_Text for analysis_
==========
|
|
|
|
|
Pomona
College Welcomes Eight New Faculty Members |
 |
Pomona College, one of the nation’s elite liberal arts
institutions, hired ten new faculty members for the
2004-2005 school year. They are Robert Gaines, Arthur
Horowitz, Nina Karnovsky, Peter Kung, Ian Moyer, Ghassan
Sarkis, Kyla Tompkins, and Meg Worley. Kathleen Stewart
Howe, the Sarah Rempel and Herbert S. Rempel ’23 Director of
the Pomona College Museum of Art and professor of history,
and Patricia Schiaffini, director of Oldenborg Center and
assistant professor of Chinese, were announced earlier in
the fall.
Robert Gaines, an assistant professor of Geology, focuses
his research primarily on what he describes as “the most
dramatic event in the history of multi-cellular life -- the
Cambrian Explosion, when virtually all of the animal groups
explosively appeared from single-celled animals,
approximately 500 million years ago. His most recent article
appeared in Geology, the journal of the Geological Society
of America. In the classroom, he tries to instill in his
students the same curiosity about their world that drew him
to the field. He teaches courses in sediment logy,
paleontology, earth history and global climate change.
Gaines earned his B.A. from the College of William and Mary,
his M.S. from the University of Cincinnati, and his Ph.D.
from the University of California, Riverside. In 2003-04, he
was a visiting professor of geology at Pomona College.
==========
_Work instructions_
(A) Answer these questions about the Pomona College faculty announcement:
(i) What museum does Kathleen Stewart Howe direct?
(ii) In which journal did Robert Gaines's most recent article appear?
(iii) From which university did Gaines earn his Ph.D.?
(B) Carry the Pomona College faculty announcement forward from its final sentence.

Saved entries
==========
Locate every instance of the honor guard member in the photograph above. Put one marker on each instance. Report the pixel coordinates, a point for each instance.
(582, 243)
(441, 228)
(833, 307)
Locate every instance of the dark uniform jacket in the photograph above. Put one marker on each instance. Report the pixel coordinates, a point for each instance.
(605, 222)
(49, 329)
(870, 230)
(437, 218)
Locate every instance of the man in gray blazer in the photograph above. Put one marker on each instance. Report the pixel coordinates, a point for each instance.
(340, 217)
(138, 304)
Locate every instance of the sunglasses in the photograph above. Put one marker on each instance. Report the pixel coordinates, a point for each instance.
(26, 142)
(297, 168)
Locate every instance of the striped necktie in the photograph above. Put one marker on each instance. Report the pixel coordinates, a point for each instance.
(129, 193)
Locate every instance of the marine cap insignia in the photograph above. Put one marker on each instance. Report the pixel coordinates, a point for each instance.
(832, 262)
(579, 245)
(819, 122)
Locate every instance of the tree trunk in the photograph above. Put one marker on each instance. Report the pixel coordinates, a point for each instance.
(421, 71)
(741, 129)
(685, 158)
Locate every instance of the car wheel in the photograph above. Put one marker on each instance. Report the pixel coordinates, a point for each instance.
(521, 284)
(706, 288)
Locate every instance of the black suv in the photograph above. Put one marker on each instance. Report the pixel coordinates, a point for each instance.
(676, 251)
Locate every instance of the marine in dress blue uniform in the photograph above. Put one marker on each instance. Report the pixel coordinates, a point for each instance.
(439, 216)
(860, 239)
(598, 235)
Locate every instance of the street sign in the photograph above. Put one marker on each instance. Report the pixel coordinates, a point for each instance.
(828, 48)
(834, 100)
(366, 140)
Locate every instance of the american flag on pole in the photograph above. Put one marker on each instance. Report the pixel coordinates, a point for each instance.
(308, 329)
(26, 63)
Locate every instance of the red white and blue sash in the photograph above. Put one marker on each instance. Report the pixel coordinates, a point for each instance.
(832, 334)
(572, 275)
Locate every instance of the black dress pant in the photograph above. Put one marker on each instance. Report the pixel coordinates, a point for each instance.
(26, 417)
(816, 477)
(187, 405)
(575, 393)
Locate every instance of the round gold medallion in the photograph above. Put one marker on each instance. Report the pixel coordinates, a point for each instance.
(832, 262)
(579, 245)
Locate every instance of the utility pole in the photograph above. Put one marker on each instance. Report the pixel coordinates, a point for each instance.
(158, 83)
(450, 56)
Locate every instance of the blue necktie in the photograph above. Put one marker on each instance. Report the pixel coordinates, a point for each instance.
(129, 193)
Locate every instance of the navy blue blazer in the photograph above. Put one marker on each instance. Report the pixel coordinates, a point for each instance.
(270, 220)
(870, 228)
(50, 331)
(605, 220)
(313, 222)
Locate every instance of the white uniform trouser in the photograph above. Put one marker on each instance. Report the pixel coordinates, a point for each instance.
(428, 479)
==========
_Task responses_
(A)
(i) The Pomona College Museum of Art.
(ii) Geology, the journal of the Geological Society of America.
(iii) The University of California, Riverside.

(B)
Assistant Professor of Theatre and Dance Arthur Horowitz is
teaching World Theatre and Drama from Origins to the 17th
Century, World Theatre: Kabuki to Ibsen, Writing for the
Stage, and the freshman seminar Stages of Conscience. Active
in theatre since his summer camp days, he is particularly
fascinated by theater history and “how the artistic history
of a period is directly related to the era’s general
history.” He is the author of Prospero’s ‘True Preservers’ –
Peter Brook, Yukio Ninagawa, and Giorgio Strehler:
International Post-World War II Directors Approach to
Shakespeare’s ‘’The Tempest’ (2004) and numerous articles.
His current research topics are the medieval Dance of Death
and the contemporary performance history of Henrik Ibsen's
play Peer Gynt. Horowitz earned his B.A. from Hofstra
University and his Ph. D. from the University of California,
Davis. Horowitz came to Pomona College from the California
Institute of the Arts where he was a member of the
performance faculty.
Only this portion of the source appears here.